● **EXERCISE 1**
Answer these from the passage on service and friendship below:
(a) According to the passage, what does service that is purely objective duty feel like?
(b) Which gospel does the passage say holds the highest and most developed theology of Christ's divinity?
(c) In the comparison about frenzied service, who is trying to make a quota, and who assigned it?

● **EXTRACTED TEXT**
*-*-*

Clearly there is service to be done even at the cost of one’s own life, but it is to be service
grounded in friendship. Even though he commands the way a master of servants
commands, he does it as friend to friend, bound by mutual love. In Jesus, service and
friendship are joined forever.
 
In St. John’s gospel we see the highest and most developed theology of Christ’s divinity
— this is seen particularly in the great I AM statements. We also have the clear
affirmation that Jesus had a beloved friend who slept on his chest. Jesus did not command
what he had not known was a matter of his own wholeness as fully human. Jesus needed
a friend, and he had one.
Service bound in friendship avoids several horrific possibilities. God save me from
service that is purely objective duty. That kind of service feels like a dental hygienist
scraping away without a word. Service grounded in friendship also saves us from service
that is frenzied, trying to establish a relationship, like the service one receives from a
used car salesman trying to make a quota assigned by his manager.

*-*-*

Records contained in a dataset
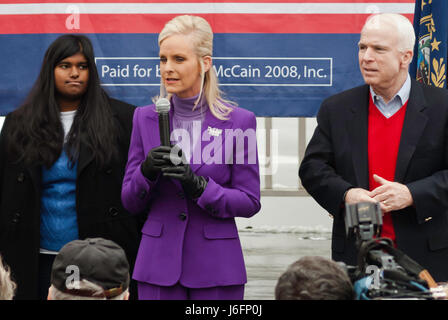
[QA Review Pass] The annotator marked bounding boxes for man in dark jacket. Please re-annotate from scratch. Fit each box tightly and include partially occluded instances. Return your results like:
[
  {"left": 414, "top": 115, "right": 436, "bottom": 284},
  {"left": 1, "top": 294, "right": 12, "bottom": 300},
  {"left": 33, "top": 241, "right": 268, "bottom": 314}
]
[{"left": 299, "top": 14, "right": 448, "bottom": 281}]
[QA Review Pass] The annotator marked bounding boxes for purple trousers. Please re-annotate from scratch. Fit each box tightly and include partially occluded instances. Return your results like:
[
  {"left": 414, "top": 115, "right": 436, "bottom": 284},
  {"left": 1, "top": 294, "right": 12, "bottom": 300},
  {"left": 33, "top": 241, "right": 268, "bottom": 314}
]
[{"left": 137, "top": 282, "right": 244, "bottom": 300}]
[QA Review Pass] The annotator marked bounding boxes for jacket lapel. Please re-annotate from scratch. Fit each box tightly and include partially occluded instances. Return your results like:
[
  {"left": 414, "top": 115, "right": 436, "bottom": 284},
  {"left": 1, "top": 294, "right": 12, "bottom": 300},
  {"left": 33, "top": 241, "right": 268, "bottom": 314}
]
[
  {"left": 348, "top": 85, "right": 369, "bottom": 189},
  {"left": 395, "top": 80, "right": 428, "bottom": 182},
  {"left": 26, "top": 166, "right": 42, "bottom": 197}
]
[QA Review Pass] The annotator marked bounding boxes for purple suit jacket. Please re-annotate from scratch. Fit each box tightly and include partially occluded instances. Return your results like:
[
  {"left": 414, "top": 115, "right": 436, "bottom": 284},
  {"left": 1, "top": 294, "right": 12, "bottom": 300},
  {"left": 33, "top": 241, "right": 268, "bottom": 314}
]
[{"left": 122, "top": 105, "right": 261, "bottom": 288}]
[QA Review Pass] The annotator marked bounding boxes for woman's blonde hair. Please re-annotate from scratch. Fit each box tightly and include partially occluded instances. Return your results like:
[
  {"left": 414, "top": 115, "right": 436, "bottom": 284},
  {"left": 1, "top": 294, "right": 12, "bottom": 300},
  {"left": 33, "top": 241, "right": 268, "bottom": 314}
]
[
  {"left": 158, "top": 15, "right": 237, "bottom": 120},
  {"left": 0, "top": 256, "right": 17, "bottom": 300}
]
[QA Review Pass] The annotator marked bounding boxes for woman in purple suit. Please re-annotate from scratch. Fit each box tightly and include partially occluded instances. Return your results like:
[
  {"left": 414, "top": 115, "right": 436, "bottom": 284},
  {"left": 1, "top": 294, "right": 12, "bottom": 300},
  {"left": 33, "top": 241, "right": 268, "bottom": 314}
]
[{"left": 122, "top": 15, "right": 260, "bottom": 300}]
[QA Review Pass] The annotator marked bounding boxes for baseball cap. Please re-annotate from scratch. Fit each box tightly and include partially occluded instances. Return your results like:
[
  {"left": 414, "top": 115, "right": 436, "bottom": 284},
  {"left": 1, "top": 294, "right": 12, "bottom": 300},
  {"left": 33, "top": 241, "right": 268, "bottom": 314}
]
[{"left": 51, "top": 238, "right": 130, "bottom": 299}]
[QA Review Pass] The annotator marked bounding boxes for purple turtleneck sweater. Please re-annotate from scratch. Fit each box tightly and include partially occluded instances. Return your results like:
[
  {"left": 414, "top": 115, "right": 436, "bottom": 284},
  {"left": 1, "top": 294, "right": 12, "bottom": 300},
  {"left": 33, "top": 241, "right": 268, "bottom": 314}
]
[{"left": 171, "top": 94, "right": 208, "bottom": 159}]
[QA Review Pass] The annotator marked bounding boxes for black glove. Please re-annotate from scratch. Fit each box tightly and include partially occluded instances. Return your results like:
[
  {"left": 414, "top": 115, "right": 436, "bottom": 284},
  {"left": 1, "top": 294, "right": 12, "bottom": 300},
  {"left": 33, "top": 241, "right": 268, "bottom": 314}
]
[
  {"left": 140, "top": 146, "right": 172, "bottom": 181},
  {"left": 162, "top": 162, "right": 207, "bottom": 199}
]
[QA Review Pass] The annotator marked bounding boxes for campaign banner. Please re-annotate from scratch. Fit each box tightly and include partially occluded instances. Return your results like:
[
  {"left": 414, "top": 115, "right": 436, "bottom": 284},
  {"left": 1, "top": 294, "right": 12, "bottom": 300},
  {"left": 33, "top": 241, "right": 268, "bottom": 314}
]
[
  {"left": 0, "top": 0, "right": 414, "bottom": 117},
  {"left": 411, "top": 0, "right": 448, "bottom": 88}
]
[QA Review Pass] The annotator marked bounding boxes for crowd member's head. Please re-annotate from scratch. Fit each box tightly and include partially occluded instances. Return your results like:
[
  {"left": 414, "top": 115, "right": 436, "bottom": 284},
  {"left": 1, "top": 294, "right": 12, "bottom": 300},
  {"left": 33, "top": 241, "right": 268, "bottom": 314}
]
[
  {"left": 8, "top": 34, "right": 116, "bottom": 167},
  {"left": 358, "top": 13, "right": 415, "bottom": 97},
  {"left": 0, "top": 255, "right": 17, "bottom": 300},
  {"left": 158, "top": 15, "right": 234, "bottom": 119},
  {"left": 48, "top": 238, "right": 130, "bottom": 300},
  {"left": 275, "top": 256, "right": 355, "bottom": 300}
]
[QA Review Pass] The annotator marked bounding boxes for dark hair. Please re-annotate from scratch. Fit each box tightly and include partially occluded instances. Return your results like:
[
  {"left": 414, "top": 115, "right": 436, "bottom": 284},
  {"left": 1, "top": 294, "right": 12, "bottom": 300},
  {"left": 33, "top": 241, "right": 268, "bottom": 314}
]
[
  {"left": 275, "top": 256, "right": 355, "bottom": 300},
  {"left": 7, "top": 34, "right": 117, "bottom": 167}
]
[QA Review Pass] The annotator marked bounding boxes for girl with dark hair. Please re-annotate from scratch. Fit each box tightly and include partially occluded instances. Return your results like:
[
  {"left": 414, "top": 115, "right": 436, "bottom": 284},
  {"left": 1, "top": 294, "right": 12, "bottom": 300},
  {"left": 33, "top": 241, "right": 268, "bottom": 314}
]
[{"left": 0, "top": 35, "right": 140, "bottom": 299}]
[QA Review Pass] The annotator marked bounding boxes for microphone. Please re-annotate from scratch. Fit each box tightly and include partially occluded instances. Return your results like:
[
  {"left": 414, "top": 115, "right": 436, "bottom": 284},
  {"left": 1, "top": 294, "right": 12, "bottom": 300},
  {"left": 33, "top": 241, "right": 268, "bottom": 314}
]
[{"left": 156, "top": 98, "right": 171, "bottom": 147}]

*-*-*

● **EXERCISE 2**
In the records above, count the lines that contain the string "woman", treating case as significant. Give the number only.

● **COMPLETE OUTPUT 1**
(a) Like a dental hygienist scraping away without a word.
(b) St. John's gospel.
(c) A used car salesman, trying to make a quota assigned by his manager.

● **COMPLETE OUTPUT 2**
2